Retype the material below line for line, changing nothing.
---
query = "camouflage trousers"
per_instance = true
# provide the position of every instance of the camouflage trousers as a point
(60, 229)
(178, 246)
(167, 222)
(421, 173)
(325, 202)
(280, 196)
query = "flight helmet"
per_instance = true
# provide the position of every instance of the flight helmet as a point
---
■ Exercise output:
query = "camouflage trousers"
per_instance = true
# provide the position of every instance of the camouflage trousers as a point
(60, 229)
(178, 246)
(167, 222)
(421, 173)
(325, 202)
(280, 196)
query = "flight helmet"
per_instance = true
# provide the position of every instance of the flight helmet as a point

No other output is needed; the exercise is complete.